→ DIRECTION
Rewrite the items below, putting "Marked points" wherever "Pointer output" appears and leaving everything else as it is.

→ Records

________________

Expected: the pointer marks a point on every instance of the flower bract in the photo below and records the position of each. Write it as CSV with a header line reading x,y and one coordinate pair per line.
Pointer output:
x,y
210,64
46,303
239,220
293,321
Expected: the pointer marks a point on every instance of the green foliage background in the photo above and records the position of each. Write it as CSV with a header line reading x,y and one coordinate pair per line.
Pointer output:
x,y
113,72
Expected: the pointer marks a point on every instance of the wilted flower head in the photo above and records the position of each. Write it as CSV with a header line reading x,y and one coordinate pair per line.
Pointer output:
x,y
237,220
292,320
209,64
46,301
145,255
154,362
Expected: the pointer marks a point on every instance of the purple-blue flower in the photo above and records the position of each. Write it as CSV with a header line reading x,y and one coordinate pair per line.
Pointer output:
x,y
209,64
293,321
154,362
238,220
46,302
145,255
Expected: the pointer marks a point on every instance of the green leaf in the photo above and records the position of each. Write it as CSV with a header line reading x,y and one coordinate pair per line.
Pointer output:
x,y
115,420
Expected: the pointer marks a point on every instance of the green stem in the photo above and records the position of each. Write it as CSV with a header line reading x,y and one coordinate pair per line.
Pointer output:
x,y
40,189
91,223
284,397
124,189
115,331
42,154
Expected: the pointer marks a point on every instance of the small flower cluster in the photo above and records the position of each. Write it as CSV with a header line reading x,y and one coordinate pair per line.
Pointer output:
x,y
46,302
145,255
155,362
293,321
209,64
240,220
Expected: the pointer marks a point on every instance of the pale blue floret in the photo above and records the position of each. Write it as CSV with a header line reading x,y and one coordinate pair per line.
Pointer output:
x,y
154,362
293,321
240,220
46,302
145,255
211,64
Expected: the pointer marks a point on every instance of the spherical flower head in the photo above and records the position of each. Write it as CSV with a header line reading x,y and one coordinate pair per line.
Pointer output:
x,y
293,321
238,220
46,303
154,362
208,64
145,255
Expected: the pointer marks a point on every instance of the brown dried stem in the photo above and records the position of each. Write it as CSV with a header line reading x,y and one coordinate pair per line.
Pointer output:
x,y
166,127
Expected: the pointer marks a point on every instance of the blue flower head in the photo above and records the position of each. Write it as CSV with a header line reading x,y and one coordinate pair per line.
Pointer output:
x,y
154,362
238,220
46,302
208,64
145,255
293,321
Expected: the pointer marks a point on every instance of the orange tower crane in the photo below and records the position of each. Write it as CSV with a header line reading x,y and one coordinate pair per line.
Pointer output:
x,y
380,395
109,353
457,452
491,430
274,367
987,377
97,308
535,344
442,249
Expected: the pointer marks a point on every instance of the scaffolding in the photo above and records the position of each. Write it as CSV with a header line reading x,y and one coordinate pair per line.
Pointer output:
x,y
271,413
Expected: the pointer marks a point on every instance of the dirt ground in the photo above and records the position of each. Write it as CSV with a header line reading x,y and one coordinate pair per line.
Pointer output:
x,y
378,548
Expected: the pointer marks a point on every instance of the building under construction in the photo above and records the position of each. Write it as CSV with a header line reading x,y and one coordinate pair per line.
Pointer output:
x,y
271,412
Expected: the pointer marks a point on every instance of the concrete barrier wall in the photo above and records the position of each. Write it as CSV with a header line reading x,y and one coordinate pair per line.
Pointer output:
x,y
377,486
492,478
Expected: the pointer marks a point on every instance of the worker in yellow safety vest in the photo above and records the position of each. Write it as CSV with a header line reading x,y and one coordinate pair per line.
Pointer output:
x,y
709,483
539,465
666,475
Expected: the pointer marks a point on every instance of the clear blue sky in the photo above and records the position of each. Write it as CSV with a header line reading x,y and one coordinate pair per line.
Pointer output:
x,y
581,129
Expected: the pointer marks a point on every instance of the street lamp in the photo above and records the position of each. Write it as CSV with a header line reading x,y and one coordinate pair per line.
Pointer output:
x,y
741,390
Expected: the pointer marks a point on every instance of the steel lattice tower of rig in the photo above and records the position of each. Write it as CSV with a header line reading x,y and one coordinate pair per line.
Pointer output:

________________

→ IN RESPONSE
Expected: the pointer marks a point on every instance of the flower bract in the photo below and records the position of each. Write it as CSV with a header line reading x,y and one coordinate pair per line.
Marked points:
x,y
210,64
46,303
239,220
293,321
Expected: the pointer marks a point on every instance of the green foliage background in the photo above and records the position of each. Write it as CSV with a header line reading x,y and one coordinate pair per line.
Marked points:
x,y
113,72
Expected: the pointer marks a point on every instance of the wilted flower head in the photo above and records the position of each. Write it as CSV with a header line reading x,y and one coordinate pair per line.
Marked points:
x,y
237,220
292,320
209,64
46,301
145,255
154,362
Expected: the pointer marks a point on every instance of the purple-blue flower in the photo above and records the position of each. Write it as CSV with a header line reading x,y and one coordinate pair per line.
Marked points:
x,y
209,64
293,321
154,362
238,220
46,302
145,255
Expected: the pointer marks a point on every instance of the green leaf in the photo above and records the position of each. Write it as CSV with a header line reading x,y and one coordinate pair per line.
Marked points:
x,y
115,420
Expected: the pointer marks a point on every instance of the green stem in the photo above and records the position of each. Write it as CSV with a header line reading x,y and one coordinate pair per line.
Marked points:
x,y
40,189
91,223
284,397
124,189
115,331
42,154
Expected: the pointer marks a point on every instance of the small flower cluster in the photo above and records the position of each. Write it as CSV with a header line reading x,y and one coordinate pair per line.
Marked points:
x,y
46,302
145,255
155,362
293,321
209,64
240,220
Expected: the pointer marks a point on every instance of the pale blue floret in the photo above and records the position of each. Write it as CSV with a header line reading x,y and one coordinate pair per line.
Marked points:
x,y
154,362
293,321
240,220
46,302
145,255
211,64
Expected: the pointer marks a point on every instance of the spherical flower head in the photo above and records the position of each. Write it as CSV with a header line reading x,y and one coordinate pair per line.
Marked points:
x,y
293,321
238,220
46,303
154,362
208,64
145,255
Expected: the pointer marks a point on every instance of the brown dried stem in the photo above and records the position of each. Write it as CSV with a header line reading x,y and one coordinate pair per line.
Marked points:
x,y
166,127
Expected: the pointer marks a point on every instance of the blue flower head in the photo above and records the position of each. Write it as CSV with a header line reading x,y and one coordinate pair per line.
Marked points:
x,y
154,362
238,220
46,302
208,64
145,255
293,321
Expected: the pointer marks a point on every instance of the orange tower crane in the photo below and records the position of each. Write it as CSV with a header line reading x,y and one coordinate pair per line.
Marked points:
x,y
380,395
109,353
457,452
491,430
274,367
987,377
97,308
535,344
442,249
Expected: the pointer marks a point on every instance of the scaffolding in the photo above and records the position of each. Write it as CSV with a header line reading x,y and one coordinate pair per line.
Marked points:
x,y
271,413
Expected: the pointer marks a point on every instance of the dirt ground in the photo above and records the position of each. Write it as CSV with a header line reading x,y and one coordinate pair per line.
Marked points:
x,y
378,548
Expected: the pointer marks a point on every instance of the building under construction in the photo above and records the position of each. Write it as CSV with a header line reading x,y and one coordinate pair per line.
Marked points:
x,y
271,412
Expected: the pointer marks a point on every instance of the concrete barrier wall in the photo above and records the position of each. Write it as CSV with a header line reading x,y and one coordinate pair per line.
Marked points:
x,y
377,486
492,478
Expected: the pointer marks a point on every instance of the worker in yellow safety vest in the photo above and records the position of each. Write it as CSV with a header line reading x,y and one coordinate pair per line.
Marked points:
x,y
709,483
539,465
666,475
Expected: the pointer marks a point on every instance of the clear blue sky in the photo above and records the position of each. Write it as CSV with a header line reading x,y and one coordinate pair per line.
Marked points:
x,y
581,129
Expected: the pointer marks a point on every instance of the street lamp in the photo above and records the position of each. Write it as CSV with a header line reading x,y and one coordinate pair per line.
Marked points:
x,y
741,390
Expected: the pointer marks a point on every instance of the steel lattice tower of rig in the photo above and records the position of each. Write it as CSV with a header line reading x,y and one coordinate pair per line.
Marked points:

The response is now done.